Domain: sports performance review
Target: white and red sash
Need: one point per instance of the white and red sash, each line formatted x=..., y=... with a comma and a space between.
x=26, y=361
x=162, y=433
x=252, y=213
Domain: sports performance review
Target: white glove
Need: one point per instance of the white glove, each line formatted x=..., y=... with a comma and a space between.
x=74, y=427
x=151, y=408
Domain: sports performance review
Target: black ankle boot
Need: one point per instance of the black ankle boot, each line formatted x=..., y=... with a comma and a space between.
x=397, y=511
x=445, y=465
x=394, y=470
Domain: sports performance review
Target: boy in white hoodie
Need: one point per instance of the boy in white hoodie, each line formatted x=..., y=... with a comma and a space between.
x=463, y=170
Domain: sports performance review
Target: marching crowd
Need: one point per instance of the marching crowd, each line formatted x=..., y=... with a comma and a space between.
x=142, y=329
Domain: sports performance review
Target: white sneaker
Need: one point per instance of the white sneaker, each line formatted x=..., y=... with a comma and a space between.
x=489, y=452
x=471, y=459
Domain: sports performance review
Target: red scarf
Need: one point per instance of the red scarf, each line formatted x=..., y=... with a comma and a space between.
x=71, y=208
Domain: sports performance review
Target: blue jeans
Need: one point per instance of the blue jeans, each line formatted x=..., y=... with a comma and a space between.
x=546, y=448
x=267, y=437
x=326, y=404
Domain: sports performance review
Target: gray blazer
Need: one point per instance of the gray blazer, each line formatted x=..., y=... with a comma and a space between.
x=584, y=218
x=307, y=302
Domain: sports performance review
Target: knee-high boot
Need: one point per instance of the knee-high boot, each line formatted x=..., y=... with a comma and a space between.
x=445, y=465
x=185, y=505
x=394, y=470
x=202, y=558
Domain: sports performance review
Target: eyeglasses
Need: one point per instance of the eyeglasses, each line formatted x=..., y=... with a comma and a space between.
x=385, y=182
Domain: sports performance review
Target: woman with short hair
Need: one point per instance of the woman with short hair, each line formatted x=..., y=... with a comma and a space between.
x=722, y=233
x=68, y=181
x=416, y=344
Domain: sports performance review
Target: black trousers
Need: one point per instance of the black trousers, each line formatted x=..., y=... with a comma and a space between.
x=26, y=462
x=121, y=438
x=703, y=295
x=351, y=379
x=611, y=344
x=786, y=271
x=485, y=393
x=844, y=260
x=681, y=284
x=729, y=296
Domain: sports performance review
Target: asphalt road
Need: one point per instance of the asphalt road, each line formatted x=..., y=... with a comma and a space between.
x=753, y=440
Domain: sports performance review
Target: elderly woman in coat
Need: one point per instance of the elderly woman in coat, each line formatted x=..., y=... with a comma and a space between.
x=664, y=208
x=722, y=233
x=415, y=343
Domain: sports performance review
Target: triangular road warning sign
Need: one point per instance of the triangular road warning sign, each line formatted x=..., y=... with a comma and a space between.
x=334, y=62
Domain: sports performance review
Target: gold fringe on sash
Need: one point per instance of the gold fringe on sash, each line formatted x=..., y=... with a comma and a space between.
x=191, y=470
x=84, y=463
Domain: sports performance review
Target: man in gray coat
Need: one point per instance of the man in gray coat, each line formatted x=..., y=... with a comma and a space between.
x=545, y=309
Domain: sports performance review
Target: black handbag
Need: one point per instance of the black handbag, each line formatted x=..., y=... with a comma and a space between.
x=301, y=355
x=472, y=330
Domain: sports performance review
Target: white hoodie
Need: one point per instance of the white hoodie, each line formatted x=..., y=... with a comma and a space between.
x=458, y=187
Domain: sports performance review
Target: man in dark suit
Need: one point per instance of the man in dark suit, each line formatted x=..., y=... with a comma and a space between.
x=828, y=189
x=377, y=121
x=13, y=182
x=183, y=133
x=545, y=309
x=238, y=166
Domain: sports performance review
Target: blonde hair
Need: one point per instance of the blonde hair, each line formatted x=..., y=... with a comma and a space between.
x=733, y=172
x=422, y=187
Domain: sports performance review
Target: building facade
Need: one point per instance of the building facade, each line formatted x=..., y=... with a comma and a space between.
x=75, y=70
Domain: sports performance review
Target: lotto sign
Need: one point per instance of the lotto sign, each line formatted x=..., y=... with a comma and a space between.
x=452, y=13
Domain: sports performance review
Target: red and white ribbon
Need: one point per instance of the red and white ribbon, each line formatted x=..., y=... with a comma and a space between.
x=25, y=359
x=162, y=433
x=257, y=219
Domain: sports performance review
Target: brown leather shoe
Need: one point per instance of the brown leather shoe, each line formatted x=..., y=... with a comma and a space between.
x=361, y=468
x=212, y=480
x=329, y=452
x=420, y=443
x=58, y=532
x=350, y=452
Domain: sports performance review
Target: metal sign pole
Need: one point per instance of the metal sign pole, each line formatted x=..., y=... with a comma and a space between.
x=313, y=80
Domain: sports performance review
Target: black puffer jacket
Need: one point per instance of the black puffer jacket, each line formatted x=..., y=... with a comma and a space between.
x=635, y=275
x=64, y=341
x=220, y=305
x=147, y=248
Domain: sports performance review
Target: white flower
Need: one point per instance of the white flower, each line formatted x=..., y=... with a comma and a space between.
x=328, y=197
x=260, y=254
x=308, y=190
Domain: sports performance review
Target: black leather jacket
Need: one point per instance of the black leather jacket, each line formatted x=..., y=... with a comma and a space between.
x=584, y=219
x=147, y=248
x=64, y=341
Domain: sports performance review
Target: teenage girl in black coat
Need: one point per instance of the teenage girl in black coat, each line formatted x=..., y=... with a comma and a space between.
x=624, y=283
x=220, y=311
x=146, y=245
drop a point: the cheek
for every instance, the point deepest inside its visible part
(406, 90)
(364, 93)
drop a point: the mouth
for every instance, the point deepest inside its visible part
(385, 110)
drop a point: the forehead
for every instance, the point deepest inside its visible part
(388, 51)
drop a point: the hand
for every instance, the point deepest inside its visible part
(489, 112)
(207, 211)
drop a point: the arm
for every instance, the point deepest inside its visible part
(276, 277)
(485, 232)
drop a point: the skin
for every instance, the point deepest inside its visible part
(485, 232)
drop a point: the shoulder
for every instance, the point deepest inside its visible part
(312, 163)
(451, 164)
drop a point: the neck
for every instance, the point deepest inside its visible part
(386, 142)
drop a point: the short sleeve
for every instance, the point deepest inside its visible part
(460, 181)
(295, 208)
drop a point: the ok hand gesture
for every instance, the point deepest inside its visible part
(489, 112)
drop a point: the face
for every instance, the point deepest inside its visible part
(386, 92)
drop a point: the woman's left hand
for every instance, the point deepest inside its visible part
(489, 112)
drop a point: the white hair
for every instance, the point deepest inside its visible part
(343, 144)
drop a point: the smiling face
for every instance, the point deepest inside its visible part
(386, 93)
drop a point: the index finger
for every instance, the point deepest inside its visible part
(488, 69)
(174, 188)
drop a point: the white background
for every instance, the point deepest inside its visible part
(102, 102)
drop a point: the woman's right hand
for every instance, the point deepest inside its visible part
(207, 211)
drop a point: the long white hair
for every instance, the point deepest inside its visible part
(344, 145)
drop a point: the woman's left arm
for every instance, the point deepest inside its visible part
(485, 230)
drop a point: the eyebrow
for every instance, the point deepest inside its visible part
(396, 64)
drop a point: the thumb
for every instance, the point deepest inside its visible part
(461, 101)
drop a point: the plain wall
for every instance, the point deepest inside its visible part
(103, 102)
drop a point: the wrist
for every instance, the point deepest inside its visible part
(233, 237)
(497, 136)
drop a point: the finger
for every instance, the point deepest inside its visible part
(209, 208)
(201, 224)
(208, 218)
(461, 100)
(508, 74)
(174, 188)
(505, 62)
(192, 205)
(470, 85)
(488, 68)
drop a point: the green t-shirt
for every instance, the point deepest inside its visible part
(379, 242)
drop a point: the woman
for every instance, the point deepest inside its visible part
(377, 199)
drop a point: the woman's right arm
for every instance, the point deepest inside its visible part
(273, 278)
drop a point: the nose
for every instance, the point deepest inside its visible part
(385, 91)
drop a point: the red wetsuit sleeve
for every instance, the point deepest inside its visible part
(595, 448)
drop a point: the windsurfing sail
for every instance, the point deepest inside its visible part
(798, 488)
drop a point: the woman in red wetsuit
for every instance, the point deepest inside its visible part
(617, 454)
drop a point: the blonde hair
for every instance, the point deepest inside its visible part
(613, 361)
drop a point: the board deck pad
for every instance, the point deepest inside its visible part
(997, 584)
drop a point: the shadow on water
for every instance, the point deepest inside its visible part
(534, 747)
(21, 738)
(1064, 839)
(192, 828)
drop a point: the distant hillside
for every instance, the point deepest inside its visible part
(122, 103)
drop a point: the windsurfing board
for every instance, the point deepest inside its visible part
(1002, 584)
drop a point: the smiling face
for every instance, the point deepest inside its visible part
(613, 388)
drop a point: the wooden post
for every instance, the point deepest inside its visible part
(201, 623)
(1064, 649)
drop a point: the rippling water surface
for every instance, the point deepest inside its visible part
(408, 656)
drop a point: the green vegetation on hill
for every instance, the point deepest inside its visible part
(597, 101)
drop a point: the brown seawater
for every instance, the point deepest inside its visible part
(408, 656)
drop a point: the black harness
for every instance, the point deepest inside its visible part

━━━━━━━━━━━━━━━━━━━━

Directions: Taking the lines above, repeat exactly those from the line that contains "Need: one point per instance of the brown" through the line that contains "Target: metal sign pole", and both of those lines as well. Include nothing else.

Reply to the exercise:
Need: one point per instance of the brown leather shoe, each line formatted x=..., y=... with a comma and a space between.
x=361, y=468
x=212, y=480
x=329, y=452
x=420, y=443
x=58, y=532
x=350, y=452
Domain: sports performance review
Target: metal sign pole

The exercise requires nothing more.